Z-Score and IQR for Price Outliers
A scraped price feed is full of numbers that are technically valid and economically nonsense: a decimal shifted two places, a placeholder $1.00, a 90%-off “deal” that is really a data error. Left in, they poison your competitive averages and can trigger a self-inflicted price war. This guide is a focused recipe for detecting those outliers with three classical tools — the z-score, the modified z-score built on the median absolute deviation, and the interquartile-range fence — and, just as importantly, for knowing when each one is the wrong choice. It sits under the parent guide on statistical outlier detection for price data and pairs with filtering fake sale prices using historical averages, which handles the temporal case this recipe does not.
Prerequisites & Input Contract
The detector operates on a single, already-normalized numeric column: prices for one comparable product group, in one currency, with units standardized. Cross-marketplace and cross-currency normalization happen upstream in the data normalization and promo parsing pipelines; mixing a 1L and a 2L SKU in the same group will manufacture “outliers” that are really an apples-to-oranges error.
import pandas as pd
from decimal import Decimal
# One row per competitor offer for a single product group, base currency.
offers = pd.DataFrame({
"source": ["a", "b", "c", "d", "e", "f", "g", "h"],
"category": ["headphones"] * 8,
"price": [199.0, 205.0, 189.0, 210.0, 195.0, 2.0, 201.0, 1990.0],
})

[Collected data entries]
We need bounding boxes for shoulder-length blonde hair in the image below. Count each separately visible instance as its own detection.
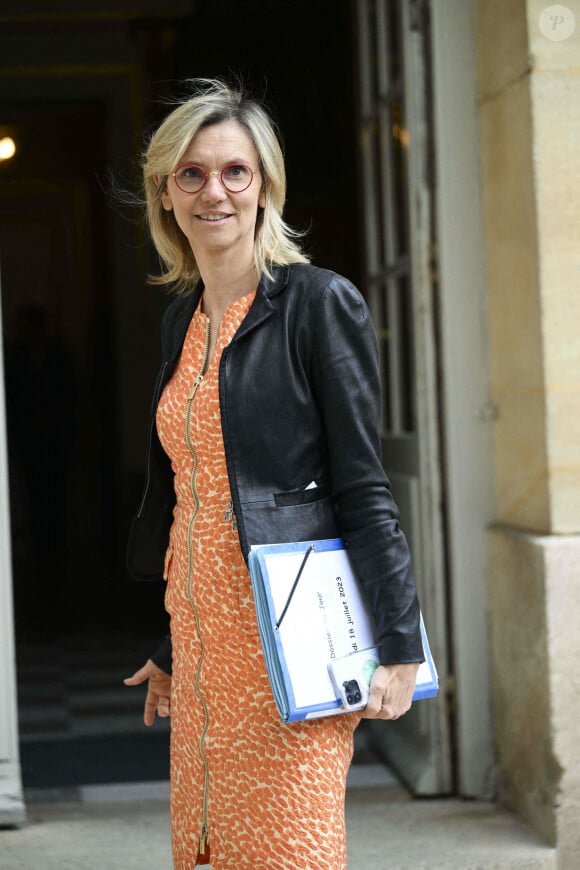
[142,79,308,293]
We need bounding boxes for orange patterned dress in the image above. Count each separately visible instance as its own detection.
[157,293,358,870]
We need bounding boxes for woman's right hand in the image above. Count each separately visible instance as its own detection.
[123,659,171,725]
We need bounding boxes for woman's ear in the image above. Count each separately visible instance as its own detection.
[153,175,173,211]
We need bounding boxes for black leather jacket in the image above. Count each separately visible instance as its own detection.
[127,264,423,669]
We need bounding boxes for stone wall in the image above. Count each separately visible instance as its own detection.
[478,0,580,868]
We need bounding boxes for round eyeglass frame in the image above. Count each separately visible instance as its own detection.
[170,163,258,195]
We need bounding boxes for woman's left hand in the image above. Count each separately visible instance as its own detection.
[362,662,419,719]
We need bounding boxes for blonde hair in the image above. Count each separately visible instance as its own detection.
[142,79,308,293]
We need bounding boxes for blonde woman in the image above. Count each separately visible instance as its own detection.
[126,81,422,870]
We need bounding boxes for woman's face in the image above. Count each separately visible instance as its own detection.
[162,121,266,265]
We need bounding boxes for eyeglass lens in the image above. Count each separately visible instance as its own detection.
[175,163,254,193]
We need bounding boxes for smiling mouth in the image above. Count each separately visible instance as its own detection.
[197,214,231,223]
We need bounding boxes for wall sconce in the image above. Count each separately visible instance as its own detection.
[0,136,16,161]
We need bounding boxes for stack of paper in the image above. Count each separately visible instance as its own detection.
[249,538,438,722]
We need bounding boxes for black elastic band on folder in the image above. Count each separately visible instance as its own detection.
[274,544,314,631]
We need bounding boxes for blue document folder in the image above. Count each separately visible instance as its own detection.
[248,538,438,722]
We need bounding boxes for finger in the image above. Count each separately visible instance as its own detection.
[123,664,151,686]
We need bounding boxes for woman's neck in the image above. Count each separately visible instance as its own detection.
[198,250,258,322]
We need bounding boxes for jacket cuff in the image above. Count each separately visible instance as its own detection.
[150,634,171,674]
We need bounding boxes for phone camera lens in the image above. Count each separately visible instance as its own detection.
[342,680,362,706]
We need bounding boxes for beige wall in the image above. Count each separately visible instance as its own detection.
[478,0,580,868]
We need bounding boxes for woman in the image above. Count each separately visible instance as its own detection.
[126,81,422,870]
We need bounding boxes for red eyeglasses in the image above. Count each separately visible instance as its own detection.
[171,163,258,193]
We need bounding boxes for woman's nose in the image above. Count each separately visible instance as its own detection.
[201,172,226,201]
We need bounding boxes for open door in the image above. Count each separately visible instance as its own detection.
[356,0,453,795]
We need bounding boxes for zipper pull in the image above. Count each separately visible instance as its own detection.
[199,825,209,855]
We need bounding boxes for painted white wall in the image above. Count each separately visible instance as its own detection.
[431,0,494,797]
[0,264,25,825]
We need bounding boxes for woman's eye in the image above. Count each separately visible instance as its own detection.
[177,166,204,181]
[224,163,250,181]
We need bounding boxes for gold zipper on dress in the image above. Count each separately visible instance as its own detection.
[185,319,211,855]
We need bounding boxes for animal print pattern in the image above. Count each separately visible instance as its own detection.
[157,294,358,870]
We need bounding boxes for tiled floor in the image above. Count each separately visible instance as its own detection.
[17,638,382,789]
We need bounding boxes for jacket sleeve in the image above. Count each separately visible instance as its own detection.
[312,276,423,664]
[151,634,172,674]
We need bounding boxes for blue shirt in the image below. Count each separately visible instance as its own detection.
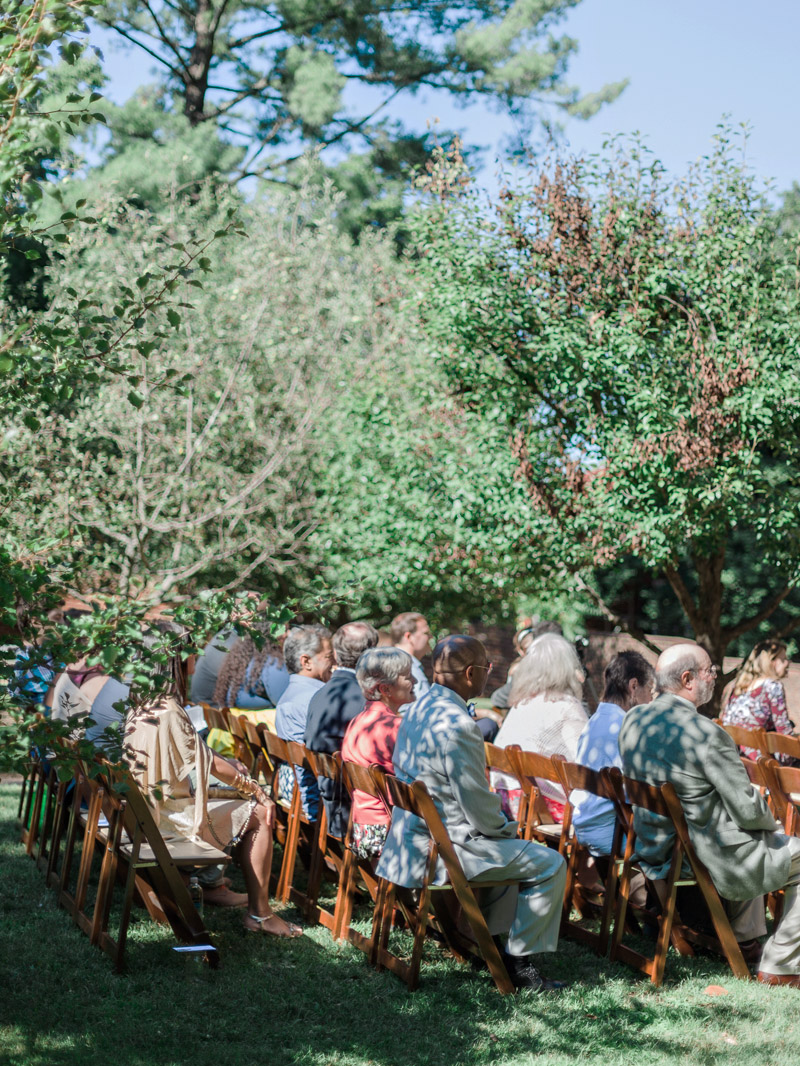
[275,674,325,821]
[570,704,625,855]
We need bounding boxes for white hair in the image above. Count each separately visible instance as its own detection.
[509,633,583,707]
[355,648,412,699]
[656,647,701,692]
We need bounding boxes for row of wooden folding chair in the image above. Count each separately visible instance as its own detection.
[20,744,228,970]
[602,769,751,985]
[486,745,776,984]
[714,718,800,761]
[251,726,514,991]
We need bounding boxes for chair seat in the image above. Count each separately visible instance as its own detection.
[119,837,230,866]
[533,822,561,840]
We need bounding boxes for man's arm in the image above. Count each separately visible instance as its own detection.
[445,717,516,837]
[703,723,780,830]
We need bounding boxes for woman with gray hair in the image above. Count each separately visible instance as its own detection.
[341,648,414,859]
[492,633,589,822]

Exercise requirements:
(a) Echo the part of the price outlier guide starting at "Prerequisites & Input" and ending at "group, base currency.".
(b) Which classical tools does the price outlier guide name for detecting outliers?
(c) Finish out the next part of the price outlier guide, picking up from where it stops.

Outputs for the tasks:
(a)
Prerequisites & Input Contract
The detector operates on a single, already-normalized numeric column: prices for one comparable product group, in one currency, with units standardized. Cross-marketplace and cross-currency normalization happen upstream in the data normalization and promo parsing pipelines; mixing a 1L and a 2L SKU in the same group will manufacture “outliers” that are really an apples-to-oranges error.
import pandas as pd
from decimal import Decimal
# One row per competitor offer for a single product group, base currency.

(b)
- The z-score
- The modified z-score built on the median absolute deviation
- The interquartile-range fence

(c)
# Prices 2.0 (placeholder) and 1990.0 (decimal shift) are the target outliers.
Library versions: Python 3.11+, numpy>=1.26, pandas>=2.1. The three methods share one interface — given a price array they return a boolean mask of outliers — so you can swap or ensemble them without touching the pipeline around them.
Step-by-Step Implementation
The relationship between the three fences is easiest to see on the distribution itself. The z-score fence is symmetric around the mean and gets dragged outward by the very outliers it should catch; the IQR and MAD fences are anchored on quantiles and the median, so a lone extreme value barely moves them.
Step 1 — The classic z-score
The z-score measures how many standard deviations a value sits from the mean. It is the right tool only when the group is roughly symmetric and reasonably large, because both the mean and the standard deviation are themselves distorted by extreme values.
import numpy as np
def zscore_outliers(prices, threshold=3.0):
"""Boolean mask where |z| exceeds threshold. Assumes near-normal data."""
x = np.asarray(prices, dtype=float)
mu, sigma = x.mean(), x.std(ddof=0)
if sigma == 0: # all identical -> nothing is an outlier
return np.zeros_like(x, dtype=bool)
z = (x - mu) / sigma
return np.abs(z) > threshold
mask = zscore_outliers(offers["price"])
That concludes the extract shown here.